[Datensätze zur Ortsmarkierung]
┏━━
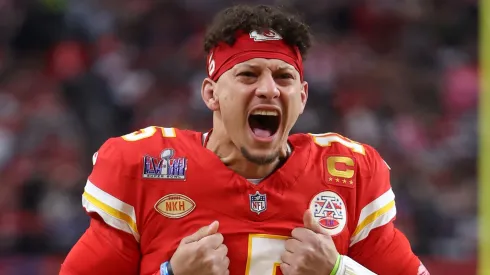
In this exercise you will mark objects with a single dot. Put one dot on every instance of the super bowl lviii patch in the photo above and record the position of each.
(166, 166)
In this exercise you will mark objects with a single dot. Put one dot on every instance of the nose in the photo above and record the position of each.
(267, 88)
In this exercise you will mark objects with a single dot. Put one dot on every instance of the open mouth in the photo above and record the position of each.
(264, 123)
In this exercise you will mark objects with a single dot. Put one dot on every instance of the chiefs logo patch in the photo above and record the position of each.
(329, 211)
(175, 206)
(340, 170)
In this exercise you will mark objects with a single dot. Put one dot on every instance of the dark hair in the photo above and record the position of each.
(247, 18)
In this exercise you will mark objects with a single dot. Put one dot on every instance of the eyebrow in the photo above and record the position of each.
(280, 67)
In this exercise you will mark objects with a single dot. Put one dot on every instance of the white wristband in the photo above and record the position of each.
(350, 267)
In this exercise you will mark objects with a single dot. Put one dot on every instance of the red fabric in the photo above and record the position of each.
(103, 250)
(266, 44)
(335, 193)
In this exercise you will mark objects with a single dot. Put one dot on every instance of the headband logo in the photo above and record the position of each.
(211, 64)
(265, 35)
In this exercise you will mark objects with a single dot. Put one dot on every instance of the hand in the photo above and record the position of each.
(201, 253)
(311, 250)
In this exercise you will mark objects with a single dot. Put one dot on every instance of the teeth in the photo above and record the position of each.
(265, 112)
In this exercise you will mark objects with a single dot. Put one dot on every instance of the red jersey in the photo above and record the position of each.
(151, 188)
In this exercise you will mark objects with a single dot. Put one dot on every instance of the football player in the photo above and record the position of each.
(246, 197)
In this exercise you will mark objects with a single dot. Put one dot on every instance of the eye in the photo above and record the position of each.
(286, 76)
(247, 74)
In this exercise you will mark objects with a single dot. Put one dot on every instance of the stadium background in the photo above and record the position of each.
(399, 75)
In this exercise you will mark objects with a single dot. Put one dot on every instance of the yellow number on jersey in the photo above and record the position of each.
(264, 254)
(148, 132)
(327, 139)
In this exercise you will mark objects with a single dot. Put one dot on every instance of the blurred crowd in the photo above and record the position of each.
(400, 75)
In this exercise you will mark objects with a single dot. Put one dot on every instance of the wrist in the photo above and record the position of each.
(166, 269)
(349, 266)
(337, 265)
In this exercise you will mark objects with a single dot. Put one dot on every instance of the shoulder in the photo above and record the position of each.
(334, 144)
(127, 149)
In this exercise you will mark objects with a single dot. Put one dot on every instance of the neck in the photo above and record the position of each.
(225, 149)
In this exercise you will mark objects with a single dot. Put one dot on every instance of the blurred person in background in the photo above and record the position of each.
(406, 69)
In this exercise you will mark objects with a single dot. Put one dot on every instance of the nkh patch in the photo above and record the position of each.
(329, 211)
(175, 206)
(165, 166)
(258, 202)
(340, 171)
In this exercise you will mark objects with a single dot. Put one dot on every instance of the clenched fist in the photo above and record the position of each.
(201, 253)
(310, 251)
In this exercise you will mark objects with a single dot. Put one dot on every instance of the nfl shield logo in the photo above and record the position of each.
(258, 202)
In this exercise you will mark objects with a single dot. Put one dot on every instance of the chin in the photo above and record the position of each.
(260, 156)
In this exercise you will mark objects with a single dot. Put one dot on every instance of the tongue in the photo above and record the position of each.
(262, 132)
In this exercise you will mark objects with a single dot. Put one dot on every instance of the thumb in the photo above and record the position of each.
(202, 232)
(309, 222)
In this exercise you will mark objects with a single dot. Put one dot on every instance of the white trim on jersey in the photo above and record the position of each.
(376, 214)
(113, 211)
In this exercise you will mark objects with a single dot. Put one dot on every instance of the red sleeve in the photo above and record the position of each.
(376, 243)
(111, 243)
(102, 250)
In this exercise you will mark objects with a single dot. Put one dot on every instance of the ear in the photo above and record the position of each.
(304, 95)
(208, 94)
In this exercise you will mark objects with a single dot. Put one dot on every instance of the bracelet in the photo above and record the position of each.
(336, 266)
(166, 269)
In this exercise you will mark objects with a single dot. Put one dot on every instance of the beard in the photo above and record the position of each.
(260, 160)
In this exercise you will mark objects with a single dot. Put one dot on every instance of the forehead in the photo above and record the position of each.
(262, 63)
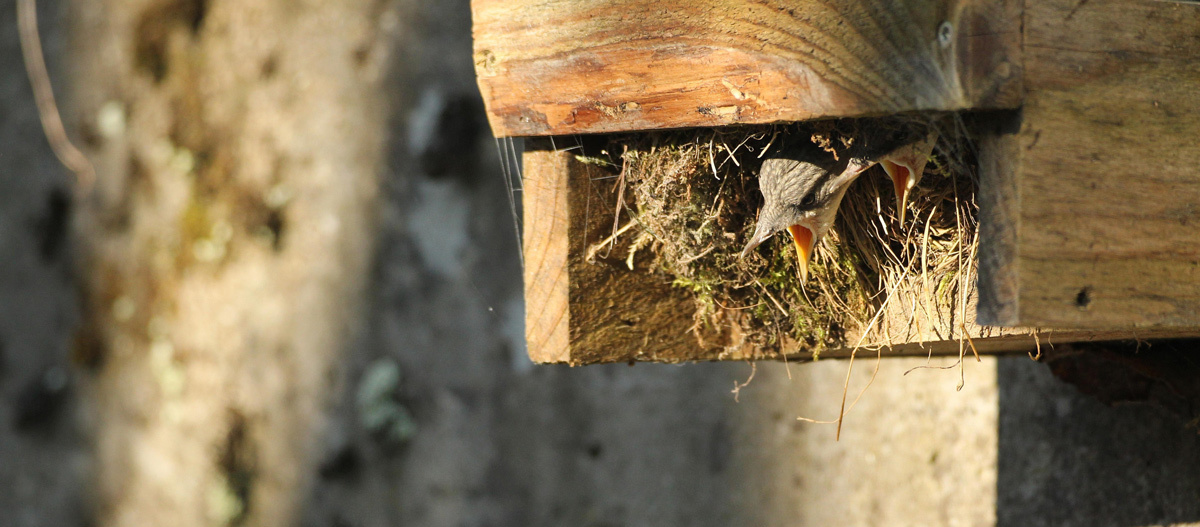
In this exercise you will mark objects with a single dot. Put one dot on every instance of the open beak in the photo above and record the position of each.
(803, 238)
(905, 167)
(903, 181)
(801, 235)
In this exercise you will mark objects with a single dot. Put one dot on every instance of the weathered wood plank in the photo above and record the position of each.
(1107, 169)
(559, 67)
(582, 312)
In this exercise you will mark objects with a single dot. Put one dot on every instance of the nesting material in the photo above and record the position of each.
(690, 199)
┗━━
### [Zu erledigende Aufgabe]
Geben Sie das Material ab der Zeile mit „of the nesting“ bis einschließlich zu seinem Ende erneut wieder und ersetzen Sie darin „nesting material“ durch „twig“, ohne sonst etwas zu verändern.

### [Schriftliche Antwort]
In this exercise you will mark objects with a single dot. Put one dot on every instance of the twig in the photo above and record the position of each.
(690, 199)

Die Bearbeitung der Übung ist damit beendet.